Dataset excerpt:
*****

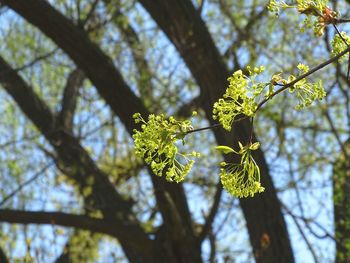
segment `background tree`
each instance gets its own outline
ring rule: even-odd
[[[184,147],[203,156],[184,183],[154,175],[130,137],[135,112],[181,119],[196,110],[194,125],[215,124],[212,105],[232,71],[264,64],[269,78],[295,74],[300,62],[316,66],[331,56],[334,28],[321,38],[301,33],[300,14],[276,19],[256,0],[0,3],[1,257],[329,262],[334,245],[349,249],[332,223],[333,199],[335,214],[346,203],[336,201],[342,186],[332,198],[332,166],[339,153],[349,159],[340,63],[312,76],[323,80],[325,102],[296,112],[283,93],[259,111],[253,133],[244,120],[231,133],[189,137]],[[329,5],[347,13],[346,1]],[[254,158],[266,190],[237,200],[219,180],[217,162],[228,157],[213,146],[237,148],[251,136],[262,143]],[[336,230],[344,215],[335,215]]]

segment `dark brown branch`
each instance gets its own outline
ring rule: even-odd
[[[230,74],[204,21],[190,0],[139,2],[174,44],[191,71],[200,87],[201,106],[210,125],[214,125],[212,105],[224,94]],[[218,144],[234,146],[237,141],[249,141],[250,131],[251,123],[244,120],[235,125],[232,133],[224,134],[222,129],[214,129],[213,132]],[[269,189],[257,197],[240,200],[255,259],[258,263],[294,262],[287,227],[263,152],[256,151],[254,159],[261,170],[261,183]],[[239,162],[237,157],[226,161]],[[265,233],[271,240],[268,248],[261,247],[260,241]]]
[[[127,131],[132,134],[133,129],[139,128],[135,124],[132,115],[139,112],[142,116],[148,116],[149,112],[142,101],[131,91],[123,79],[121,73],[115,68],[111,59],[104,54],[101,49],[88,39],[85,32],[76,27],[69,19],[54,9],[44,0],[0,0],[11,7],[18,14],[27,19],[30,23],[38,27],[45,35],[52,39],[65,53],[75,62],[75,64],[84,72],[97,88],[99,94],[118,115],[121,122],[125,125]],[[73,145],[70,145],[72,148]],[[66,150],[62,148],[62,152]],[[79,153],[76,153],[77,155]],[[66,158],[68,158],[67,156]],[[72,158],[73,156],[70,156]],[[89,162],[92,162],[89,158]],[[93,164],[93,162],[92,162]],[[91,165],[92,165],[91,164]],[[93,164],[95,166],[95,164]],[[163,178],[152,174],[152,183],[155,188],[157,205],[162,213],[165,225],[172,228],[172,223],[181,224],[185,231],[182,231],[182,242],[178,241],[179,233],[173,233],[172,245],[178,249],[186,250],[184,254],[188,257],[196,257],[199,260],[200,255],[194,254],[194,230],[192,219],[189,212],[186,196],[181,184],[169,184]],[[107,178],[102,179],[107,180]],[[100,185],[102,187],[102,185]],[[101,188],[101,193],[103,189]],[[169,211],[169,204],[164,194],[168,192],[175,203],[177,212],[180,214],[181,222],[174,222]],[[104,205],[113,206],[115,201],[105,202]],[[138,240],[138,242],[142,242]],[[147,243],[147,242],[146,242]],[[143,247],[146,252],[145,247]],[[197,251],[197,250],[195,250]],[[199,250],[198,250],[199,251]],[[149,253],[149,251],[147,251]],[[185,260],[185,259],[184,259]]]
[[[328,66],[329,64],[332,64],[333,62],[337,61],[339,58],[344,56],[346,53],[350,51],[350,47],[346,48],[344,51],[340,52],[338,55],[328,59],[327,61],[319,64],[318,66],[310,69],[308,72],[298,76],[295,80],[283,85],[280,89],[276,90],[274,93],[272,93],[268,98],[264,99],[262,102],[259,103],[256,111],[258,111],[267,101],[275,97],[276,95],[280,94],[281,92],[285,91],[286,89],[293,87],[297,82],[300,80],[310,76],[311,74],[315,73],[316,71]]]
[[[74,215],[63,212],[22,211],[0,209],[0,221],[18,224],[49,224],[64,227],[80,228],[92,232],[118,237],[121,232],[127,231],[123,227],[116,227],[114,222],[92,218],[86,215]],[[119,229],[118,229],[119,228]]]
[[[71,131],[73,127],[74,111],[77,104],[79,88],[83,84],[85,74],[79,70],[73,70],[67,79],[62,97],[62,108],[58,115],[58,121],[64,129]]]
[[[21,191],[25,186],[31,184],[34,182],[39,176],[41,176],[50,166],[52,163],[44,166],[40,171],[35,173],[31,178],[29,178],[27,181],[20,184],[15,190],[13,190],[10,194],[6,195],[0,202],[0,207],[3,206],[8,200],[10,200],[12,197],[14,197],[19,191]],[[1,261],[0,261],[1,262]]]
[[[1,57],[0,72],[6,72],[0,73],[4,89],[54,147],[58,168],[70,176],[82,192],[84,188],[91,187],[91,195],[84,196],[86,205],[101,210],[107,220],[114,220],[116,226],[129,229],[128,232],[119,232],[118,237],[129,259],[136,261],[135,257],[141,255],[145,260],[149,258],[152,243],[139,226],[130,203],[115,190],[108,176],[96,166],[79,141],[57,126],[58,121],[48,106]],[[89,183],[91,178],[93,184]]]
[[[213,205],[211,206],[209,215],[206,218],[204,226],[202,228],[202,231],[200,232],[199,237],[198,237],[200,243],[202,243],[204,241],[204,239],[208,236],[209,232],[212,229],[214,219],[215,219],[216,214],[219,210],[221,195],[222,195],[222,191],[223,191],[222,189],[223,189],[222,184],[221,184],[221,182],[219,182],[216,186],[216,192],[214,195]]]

*****

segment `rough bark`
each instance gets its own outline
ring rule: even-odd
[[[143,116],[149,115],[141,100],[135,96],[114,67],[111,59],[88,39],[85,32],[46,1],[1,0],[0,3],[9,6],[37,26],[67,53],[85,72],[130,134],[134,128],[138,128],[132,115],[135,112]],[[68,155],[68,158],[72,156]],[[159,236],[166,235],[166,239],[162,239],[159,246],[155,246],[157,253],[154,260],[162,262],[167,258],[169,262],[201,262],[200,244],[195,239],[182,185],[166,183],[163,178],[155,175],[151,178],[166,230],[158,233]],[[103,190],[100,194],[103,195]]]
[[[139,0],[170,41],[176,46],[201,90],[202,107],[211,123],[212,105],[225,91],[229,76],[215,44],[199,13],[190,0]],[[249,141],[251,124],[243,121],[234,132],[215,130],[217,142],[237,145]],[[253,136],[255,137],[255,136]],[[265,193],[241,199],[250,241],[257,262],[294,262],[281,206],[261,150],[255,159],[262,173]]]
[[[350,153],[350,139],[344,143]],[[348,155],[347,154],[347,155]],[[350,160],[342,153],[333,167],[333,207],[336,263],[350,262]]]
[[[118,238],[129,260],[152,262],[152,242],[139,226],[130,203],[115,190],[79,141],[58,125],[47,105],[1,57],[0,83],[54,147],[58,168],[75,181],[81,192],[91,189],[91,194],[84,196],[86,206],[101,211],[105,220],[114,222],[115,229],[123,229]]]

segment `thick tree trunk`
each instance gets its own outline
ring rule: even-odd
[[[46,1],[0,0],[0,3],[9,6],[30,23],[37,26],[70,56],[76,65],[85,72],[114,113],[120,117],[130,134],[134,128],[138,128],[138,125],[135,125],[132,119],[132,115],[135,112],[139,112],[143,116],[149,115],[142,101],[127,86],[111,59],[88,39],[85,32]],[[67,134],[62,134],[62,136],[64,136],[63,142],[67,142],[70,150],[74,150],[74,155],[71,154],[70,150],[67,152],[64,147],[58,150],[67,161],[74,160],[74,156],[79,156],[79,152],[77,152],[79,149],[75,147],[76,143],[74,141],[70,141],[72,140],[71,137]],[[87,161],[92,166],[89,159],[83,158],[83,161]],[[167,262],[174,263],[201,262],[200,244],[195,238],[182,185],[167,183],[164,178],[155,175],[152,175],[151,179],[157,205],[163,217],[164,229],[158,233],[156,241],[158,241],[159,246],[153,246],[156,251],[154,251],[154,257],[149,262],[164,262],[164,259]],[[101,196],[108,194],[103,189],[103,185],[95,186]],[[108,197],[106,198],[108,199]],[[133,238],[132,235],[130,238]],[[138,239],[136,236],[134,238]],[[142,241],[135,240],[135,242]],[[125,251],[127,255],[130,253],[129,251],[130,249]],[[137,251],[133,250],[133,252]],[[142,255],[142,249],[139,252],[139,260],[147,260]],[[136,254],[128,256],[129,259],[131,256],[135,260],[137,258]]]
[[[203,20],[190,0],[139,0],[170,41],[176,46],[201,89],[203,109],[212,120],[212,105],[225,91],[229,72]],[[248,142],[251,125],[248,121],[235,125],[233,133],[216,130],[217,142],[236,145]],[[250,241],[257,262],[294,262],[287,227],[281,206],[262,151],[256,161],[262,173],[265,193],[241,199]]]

*****

Show every line of the records that contains the string "tree". Case counts.

segment `background tree`
segment `thick tree trunk`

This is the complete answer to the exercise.